Required task — Pull out every line of the material that contains the word "belly", copying each line in full. Matching is case-sensitive.

Data for this task —
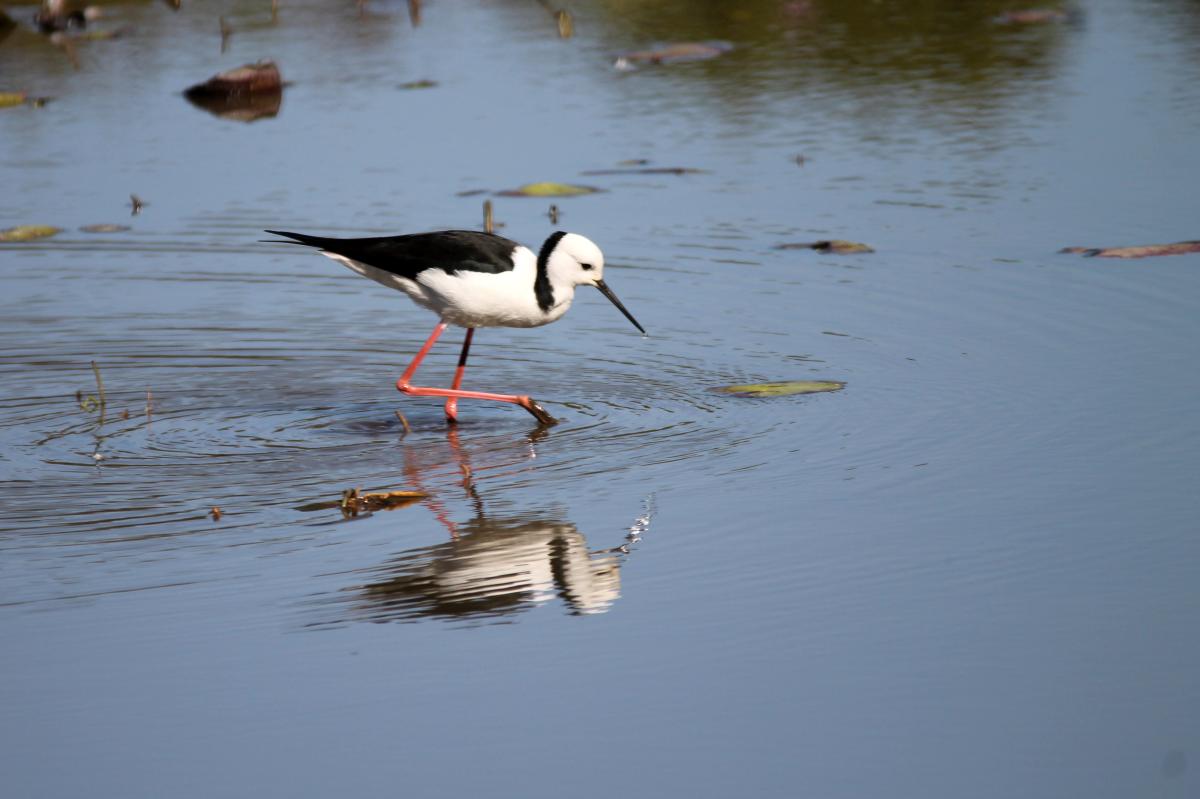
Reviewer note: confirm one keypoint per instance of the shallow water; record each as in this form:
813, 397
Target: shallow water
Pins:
970, 572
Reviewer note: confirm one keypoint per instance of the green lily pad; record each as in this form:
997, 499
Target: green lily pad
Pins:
549, 188
783, 389
28, 233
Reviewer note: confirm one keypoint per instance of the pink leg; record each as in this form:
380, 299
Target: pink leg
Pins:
453, 402
405, 385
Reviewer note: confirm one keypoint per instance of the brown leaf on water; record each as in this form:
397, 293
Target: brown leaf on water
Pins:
647, 170
354, 502
837, 246
247, 79
672, 54
246, 94
1144, 251
29, 233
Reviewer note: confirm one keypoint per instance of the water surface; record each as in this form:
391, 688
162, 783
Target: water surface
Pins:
970, 572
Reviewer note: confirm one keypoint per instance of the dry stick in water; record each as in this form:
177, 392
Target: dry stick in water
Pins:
100, 386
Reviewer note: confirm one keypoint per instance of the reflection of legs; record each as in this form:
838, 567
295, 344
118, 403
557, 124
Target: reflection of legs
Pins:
405, 385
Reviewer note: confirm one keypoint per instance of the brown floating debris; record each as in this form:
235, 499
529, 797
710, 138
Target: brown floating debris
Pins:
355, 500
565, 23
672, 54
16, 98
28, 233
1144, 251
837, 246
59, 14
647, 170
245, 94
247, 79
1032, 17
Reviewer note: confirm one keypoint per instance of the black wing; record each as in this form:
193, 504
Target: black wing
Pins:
408, 256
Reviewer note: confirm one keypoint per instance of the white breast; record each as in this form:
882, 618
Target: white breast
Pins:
474, 299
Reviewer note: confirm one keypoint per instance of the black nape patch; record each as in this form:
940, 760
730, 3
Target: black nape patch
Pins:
541, 288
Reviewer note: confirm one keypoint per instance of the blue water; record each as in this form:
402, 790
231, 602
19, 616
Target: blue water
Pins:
970, 572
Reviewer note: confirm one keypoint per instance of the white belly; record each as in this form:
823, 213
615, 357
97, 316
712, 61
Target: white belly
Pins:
471, 299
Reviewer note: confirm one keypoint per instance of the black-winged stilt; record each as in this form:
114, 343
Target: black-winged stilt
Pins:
473, 280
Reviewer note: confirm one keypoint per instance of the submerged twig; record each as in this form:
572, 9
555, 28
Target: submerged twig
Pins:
100, 386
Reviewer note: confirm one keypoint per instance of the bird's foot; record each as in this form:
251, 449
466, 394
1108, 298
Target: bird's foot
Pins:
538, 412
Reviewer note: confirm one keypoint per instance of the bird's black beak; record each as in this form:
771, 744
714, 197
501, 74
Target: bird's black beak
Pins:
607, 292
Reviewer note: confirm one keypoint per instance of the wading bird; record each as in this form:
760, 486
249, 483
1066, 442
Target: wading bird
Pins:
474, 280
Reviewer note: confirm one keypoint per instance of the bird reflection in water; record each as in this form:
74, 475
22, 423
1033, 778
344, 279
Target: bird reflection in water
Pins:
492, 566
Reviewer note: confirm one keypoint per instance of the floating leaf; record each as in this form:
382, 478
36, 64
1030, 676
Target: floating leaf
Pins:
781, 389
549, 188
647, 170
1031, 17
672, 54
105, 228
1145, 251
249, 78
28, 233
355, 502
835, 246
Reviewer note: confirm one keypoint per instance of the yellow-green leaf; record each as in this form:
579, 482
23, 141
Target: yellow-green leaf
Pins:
781, 389
549, 188
105, 228
28, 233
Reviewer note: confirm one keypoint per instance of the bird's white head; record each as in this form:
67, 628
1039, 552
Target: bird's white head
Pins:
569, 259
574, 259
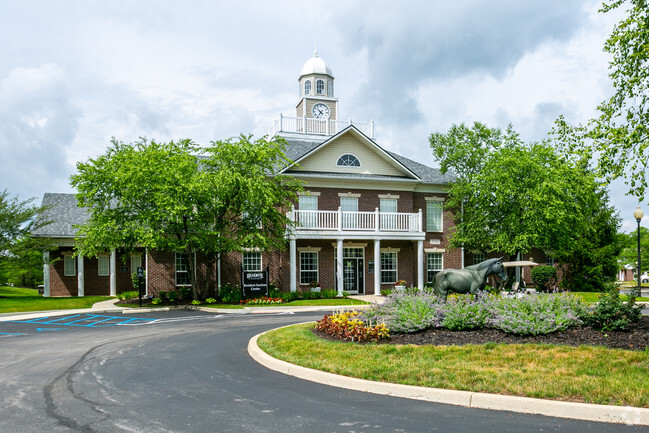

Correct answer —
Reviewer note: confirm one keypoint per instance of the white belly; record each as in this form:
Target: white belly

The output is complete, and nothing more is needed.